Quality of service overview

Quality of Service (QoS) provides an appropriate level of service for packets as they flow inside the switch and between switches in the network. The required level of service depends on the application that generates the flow of packets, and can be defined by the application’s sensitivity to packet loss, delay, and jitter.

QoS functionality is supported on the 7250 IXR, 7220 IXR-D2, D3, and D5, and the 7220 IXR-H2 and H3.

Note: The 7220 IXR-D5 supports the following subset of SR Linux QoS functionality:
  • DSCP classifier and rewrite-rule policies (VXLAN not supported)
  • Queue depth (unicast only)
  • WRED slope
  • ECN slope
  • WRR
  • Strict priority scheduling
  • Forwarding class peak rate (unicast only)

You can group packets that require a similar treatment (per-hop behavior) into a Forwarding Class (FC), also known as a behavior aggregate. You can specify up to eight FCs. Traffic is scheduled and can optionally be marked based on its FC.

A configurable drop probability expresses the packet loss sensitivity. Assign a low drop probability to packets that are sensitive to loss. To provide the required congestion management and intelligent discard decisions when congestion occurs, balance the traffic classifications between low, medium, and high drop probability.

How QoS works for transit traffic

This section describes how QoS applies to transit packets on the SR Linux.

  1. Packets are received on a subinterface.

  2. Each received packet is classified as belonging to one of eight forwarding classes (corresponding to forwarding class indexes 0 to 7) and one of three drop probabilities (low, medium, or high).
    • For IP packets:
      • If the packet matches a multifield classifier policy configured on the ingress subinterface, the forwarding class (FC) and drop probability level are determined entirely from that policy. In addition, if this policy includes a DSCP rewrite action, the DSCP value for the packet is rewritten accordingly.

      • Otherwise, if the packet matches a DSCP classifier policy configured on the ingress subinterface, the forwarding class and drop probability level are determined from that policy.

▶ [Problem 1]: Condense the QoS overview's paragraph that begins "A configurable drop probability" into a short bulleted list that keeps its main facts.
The listing below has no connection to the QoS overview.

▶ [Provided information]:

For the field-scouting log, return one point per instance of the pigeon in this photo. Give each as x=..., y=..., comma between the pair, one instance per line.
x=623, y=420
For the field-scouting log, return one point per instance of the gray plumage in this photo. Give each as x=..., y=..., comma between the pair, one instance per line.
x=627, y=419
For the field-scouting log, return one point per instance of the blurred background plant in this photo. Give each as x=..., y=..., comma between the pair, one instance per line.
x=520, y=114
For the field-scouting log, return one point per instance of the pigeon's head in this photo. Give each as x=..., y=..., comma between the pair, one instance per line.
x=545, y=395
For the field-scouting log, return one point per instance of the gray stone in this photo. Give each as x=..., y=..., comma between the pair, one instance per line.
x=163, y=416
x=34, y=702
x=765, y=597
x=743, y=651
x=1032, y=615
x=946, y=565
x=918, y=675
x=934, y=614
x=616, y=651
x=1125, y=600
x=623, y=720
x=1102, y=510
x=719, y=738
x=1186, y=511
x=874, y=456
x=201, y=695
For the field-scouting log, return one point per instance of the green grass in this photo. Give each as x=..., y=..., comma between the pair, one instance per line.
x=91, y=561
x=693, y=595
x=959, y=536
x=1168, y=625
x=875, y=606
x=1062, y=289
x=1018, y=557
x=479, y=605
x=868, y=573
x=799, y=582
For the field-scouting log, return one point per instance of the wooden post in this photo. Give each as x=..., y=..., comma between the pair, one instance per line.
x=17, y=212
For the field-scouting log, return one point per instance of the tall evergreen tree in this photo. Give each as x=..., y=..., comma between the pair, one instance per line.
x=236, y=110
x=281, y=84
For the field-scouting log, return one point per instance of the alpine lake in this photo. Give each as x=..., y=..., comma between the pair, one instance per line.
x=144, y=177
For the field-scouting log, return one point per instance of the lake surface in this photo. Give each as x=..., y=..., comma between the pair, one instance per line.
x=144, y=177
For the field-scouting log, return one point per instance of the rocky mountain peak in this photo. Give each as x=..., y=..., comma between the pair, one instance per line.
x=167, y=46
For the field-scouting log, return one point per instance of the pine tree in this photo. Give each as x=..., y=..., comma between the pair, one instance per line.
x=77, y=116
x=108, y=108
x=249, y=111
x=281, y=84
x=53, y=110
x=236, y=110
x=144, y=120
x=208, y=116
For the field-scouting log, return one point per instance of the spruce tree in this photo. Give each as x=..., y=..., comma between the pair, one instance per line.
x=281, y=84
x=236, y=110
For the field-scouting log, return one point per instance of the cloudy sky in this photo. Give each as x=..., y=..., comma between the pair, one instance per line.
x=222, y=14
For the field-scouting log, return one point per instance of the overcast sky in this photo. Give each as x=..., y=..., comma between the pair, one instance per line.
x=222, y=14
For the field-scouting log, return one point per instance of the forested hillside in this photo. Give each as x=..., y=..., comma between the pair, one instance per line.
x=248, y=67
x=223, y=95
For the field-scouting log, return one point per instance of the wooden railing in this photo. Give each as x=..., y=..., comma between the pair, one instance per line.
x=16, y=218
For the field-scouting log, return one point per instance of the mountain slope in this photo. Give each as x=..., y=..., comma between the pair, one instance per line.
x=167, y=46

▶ [Problem 2]: Scale everything in the listing from its first line down to the line that contains "x=627, y=419", both ends included. Repeat each of those lines, requests too, multiplying every coordinate in the answers by 0.75 and rounding to whole numbers with halves going up, and give only those lines.

▶ [Output 1]:
- Drop probability is configurable and expresses how sensitive packets are to loss.
- Packets that are sensitive to loss should get a low drop probability.
- Balancing traffic classifications across low, medium, and high drop probability provides congestion management and intelligent discard decisions during congestion.

▶ [Output 2]:
For the field-scouting log, return one point per instance of the pigeon in this photo. Give each as x=..., y=..., comma between the pair, one instance per line.
x=467, y=315
For the field-scouting log, return one point per instance of the gray plumage in this photo. Give each as x=..., y=..., comma between the pair, one instance per line.
x=470, y=314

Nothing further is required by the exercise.